# [Challenge]
Reproduce every line of the records, requests included, from the line that contains "Put a single dot on each instance of the overcast" through the end of the records, scaling each dot coordinate in the answers by 0.5 and rounding to whole numbers with halves rounded up. Leave the numbers in the requests and their format samples unchanged.

# [Provided entries]
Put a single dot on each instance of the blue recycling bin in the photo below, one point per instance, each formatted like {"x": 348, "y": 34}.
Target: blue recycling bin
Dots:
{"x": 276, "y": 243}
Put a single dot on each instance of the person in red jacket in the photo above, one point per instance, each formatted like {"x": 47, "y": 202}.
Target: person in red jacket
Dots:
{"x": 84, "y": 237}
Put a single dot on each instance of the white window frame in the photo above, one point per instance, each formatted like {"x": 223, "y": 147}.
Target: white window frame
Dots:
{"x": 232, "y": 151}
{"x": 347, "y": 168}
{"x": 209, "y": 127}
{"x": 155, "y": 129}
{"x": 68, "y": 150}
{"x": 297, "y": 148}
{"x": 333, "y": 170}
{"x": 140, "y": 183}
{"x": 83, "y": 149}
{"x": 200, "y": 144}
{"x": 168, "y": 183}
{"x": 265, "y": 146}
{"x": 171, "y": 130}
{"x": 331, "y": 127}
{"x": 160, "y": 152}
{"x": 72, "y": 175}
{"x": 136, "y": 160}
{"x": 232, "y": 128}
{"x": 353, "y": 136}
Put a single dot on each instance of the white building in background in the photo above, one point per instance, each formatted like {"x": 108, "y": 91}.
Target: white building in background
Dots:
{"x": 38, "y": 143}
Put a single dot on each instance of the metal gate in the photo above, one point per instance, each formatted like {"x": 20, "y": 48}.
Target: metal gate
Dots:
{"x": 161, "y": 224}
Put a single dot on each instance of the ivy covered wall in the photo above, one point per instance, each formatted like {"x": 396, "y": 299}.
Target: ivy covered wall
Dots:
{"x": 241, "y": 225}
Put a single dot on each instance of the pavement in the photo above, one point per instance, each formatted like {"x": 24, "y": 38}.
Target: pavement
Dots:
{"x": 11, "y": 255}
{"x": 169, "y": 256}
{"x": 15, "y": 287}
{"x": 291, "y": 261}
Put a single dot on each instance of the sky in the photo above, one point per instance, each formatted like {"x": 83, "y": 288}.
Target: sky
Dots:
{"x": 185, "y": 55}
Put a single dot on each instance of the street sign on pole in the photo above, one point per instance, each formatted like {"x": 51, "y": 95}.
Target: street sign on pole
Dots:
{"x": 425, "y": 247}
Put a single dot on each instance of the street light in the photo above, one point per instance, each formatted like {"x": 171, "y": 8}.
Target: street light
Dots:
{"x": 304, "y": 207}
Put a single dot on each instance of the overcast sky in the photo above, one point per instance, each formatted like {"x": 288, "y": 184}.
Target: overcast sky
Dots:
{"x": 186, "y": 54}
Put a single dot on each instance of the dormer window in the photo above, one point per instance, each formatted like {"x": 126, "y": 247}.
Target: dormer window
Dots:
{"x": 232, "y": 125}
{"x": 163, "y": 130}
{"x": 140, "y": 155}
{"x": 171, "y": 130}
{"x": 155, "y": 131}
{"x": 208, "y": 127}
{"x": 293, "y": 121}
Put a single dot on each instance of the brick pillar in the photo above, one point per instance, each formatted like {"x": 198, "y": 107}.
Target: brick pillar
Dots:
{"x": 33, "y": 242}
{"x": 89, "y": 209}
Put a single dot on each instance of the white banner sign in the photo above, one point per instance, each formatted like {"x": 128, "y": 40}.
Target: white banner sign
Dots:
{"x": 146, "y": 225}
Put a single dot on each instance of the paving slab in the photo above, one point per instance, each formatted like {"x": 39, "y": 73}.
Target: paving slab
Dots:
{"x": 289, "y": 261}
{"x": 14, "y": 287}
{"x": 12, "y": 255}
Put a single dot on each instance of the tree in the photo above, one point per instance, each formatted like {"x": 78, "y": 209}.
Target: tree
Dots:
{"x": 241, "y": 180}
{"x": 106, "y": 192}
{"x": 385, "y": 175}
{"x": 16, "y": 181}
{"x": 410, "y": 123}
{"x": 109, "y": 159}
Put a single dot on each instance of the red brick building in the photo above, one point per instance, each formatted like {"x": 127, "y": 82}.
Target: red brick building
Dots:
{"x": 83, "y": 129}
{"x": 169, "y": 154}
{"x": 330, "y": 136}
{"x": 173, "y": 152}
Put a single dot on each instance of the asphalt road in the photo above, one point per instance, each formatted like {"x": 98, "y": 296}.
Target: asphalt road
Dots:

# [Solution]
Put a single dot on each instance of the overcast sky in the photo above, one point per instance, each formatted like {"x": 288, "y": 184}.
Target: overcast sky
Dots:
{"x": 93, "y": 27}
Put a single dot on each instance of the dormer window in the photo above, one point per instance, each formatted like {"x": 126, "y": 247}.
Target: dormer window
Dots:
{"x": 116, "y": 63}
{"x": 82, "y": 65}
{"x": 70, "y": 78}
{"x": 86, "y": 65}
{"x": 78, "y": 66}
{"x": 104, "y": 64}
{"x": 147, "y": 61}
Put a single dot on each instance of the brick pillar in the photo above, one point per instance, each formatted like {"x": 198, "y": 107}.
Target: brick pillar
Dots:
{"x": 17, "y": 121}
{"x": 45, "y": 105}
Put a single dot on each instance of the white banner sign in the photo above, one point per instance, each formatted like {"x": 128, "y": 40}.
Target: white banner sign
Dots:
{"x": 73, "y": 113}
Put a single dot on each instance of the paving slab in the photo above, one point per instance, each formatted like {"x": 39, "y": 73}.
Target: paving slab
Dots:
{"x": 145, "y": 131}
{"x": 7, "y": 144}
{"x": 6, "y": 128}
Put a single dot on each instance of the tree in the photo above, one point per instance, each formatted like {"x": 78, "y": 209}.
Target: tree
Dots:
{"x": 121, "y": 90}
{"x": 53, "y": 96}
{"x": 193, "y": 88}
{"x": 8, "y": 91}
{"x": 205, "y": 62}
{"x": 55, "y": 80}
Put a single dot on each instance of the red brick building in the photo above, one point per instance, each formatted like {"x": 127, "y": 82}.
Target: red brick building
Dots:
{"x": 42, "y": 65}
{"x": 85, "y": 77}
{"x": 165, "y": 68}
{"x": 87, "y": 76}
Put a single dot on each instance of the asphalt road in the photo above, one point per instance, each formatted like {"x": 98, "y": 296}.
Target: asphalt road
Dots:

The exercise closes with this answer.